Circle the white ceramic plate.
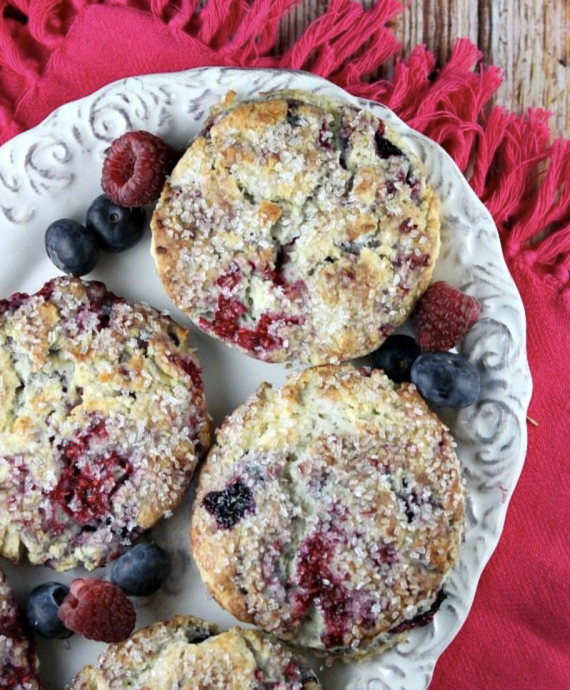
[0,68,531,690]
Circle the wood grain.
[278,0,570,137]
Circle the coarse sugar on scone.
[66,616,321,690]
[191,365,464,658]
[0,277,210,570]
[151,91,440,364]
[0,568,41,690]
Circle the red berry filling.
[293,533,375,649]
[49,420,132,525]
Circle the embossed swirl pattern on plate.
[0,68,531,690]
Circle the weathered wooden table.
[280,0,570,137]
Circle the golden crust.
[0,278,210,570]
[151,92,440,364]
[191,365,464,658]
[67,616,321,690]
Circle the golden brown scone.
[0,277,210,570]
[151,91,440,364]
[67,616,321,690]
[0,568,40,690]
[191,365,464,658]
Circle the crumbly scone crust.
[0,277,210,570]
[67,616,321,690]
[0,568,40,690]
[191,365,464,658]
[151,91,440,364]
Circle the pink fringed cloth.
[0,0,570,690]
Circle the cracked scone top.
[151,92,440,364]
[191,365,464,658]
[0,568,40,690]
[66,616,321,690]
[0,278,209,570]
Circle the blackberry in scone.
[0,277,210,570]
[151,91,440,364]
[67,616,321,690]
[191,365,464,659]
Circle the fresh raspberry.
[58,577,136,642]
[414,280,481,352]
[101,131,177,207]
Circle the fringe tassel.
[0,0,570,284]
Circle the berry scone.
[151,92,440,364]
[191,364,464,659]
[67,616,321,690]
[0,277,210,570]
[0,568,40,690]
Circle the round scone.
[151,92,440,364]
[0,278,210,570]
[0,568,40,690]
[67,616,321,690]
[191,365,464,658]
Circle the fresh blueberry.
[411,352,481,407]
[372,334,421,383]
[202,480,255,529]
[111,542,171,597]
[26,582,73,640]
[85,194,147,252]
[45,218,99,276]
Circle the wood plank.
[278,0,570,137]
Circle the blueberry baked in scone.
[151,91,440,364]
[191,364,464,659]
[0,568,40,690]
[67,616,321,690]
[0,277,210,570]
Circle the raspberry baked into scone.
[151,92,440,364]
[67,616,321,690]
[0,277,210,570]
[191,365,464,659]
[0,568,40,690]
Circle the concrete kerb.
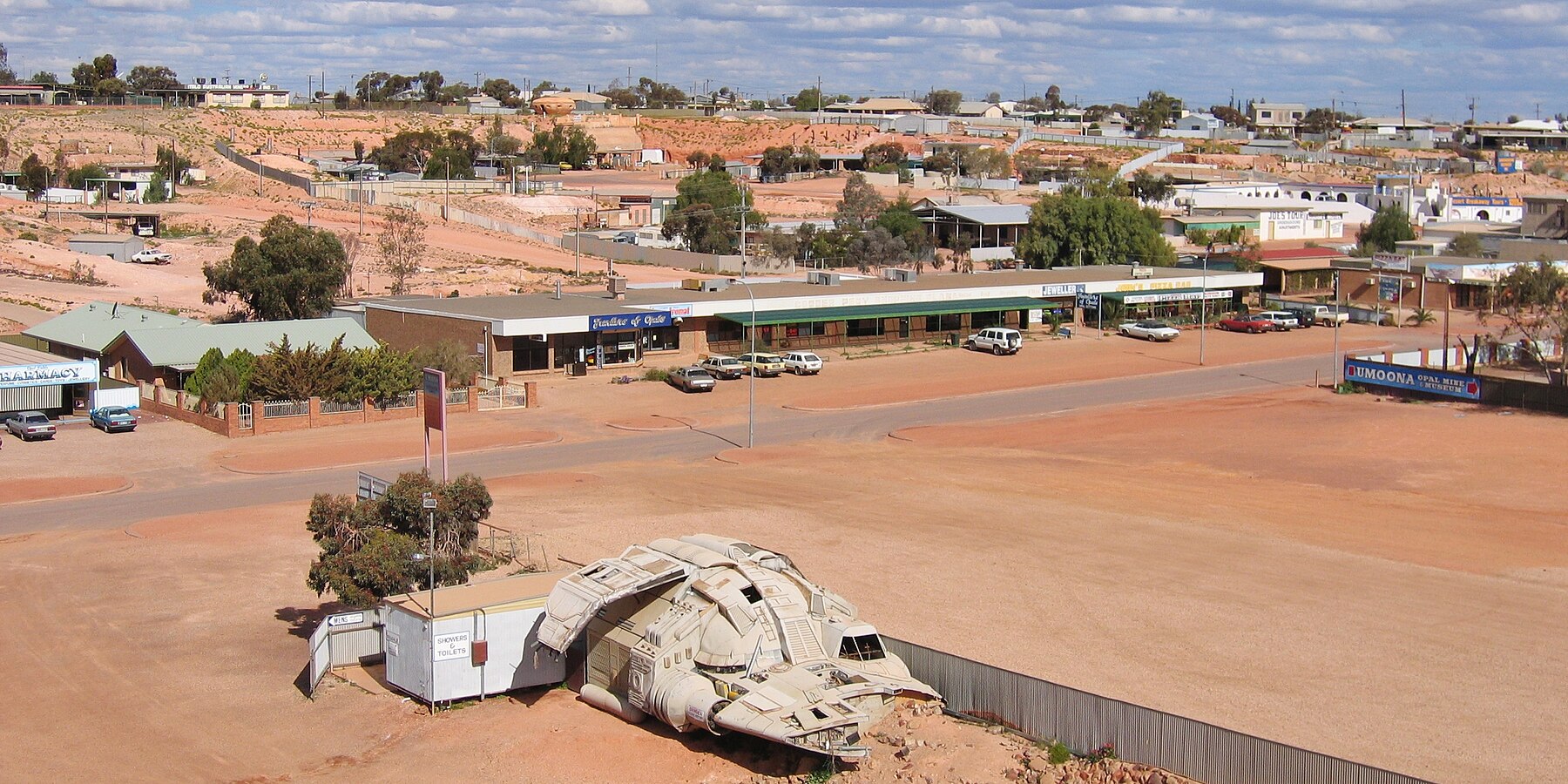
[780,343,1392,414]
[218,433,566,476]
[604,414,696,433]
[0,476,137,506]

****************************************

**Set problem:** Write out the whole listing above word for word, leaving out the pictures.

**Reply:**
Circle the white ceramic plate.
[0,68,531,690]
Circle the wood grain.
[278,0,570,137]
Circle the coarse sugar on scone.
[66,616,321,690]
[191,365,464,658]
[0,277,210,570]
[151,91,440,364]
[0,568,41,690]
Circle the red berry filling.
[293,533,375,649]
[49,420,132,525]
Circle the embossed swirl pattern on plate.
[0,68,531,690]
Circle the weathered wooden table.
[280,0,570,137]
Circle the golden crust.
[0,278,210,570]
[151,92,440,364]
[191,365,464,658]
[67,616,321,690]
Circle the golden brown scone.
[0,277,210,570]
[151,91,440,364]
[67,616,321,690]
[0,568,40,690]
[191,365,464,658]
Circle the crumbly scone crust.
[0,277,210,570]
[67,616,321,690]
[0,568,40,690]
[191,365,464,658]
[151,91,440,364]
Circle the pink fringed cloth.
[0,0,570,690]
Circle the cracked scone top.
[151,92,440,364]
[191,365,464,658]
[0,568,40,690]
[66,616,321,690]
[0,278,209,570]
Circle the blackberry in scone.
[0,277,210,570]
[151,91,440,364]
[67,616,321,690]
[191,365,464,659]
Circle the fresh raspberry.
[58,577,136,642]
[414,280,481,352]
[101,131,177,207]
Circle the fringe tassel.
[0,0,570,284]
Circle the berry scone.
[151,92,440,364]
[191,364,464,659]
[67,616,321,690]
[0,277,210,570]
[0,568,40,690]
Circle the round scone.
[151,92,440,364]
[0,278,210,570]
[0,568,40,690]
[67,616,321,690]
[191,365,464,658]
Circle the fresh blueberry.
[411,352,481,407]
[372,334,421,383]
[202,480,255,529]
[111,542,171,597]
[26,582,73,640]
[85,194,147,252]
[45,218,99,276]
Circle the wood plank.
[278,0,570,137]
Circle the blueberry baked in scone.
[151,91,440,364]
[191,364,464,659]
[0,568,40,690]
[67,616,321,690]
[0,277,210,570]
Circle the raspberry baked into scone.
[151,92,440,364]
[67,616,321,690]
[0,277,210,570]
[191,365,464,659]
[0,568,40,690]
Circle the concrete kerb.
[780,343,1392,414]
[218,433,566,476]
[604,414,696,433]
[0,476,137,506]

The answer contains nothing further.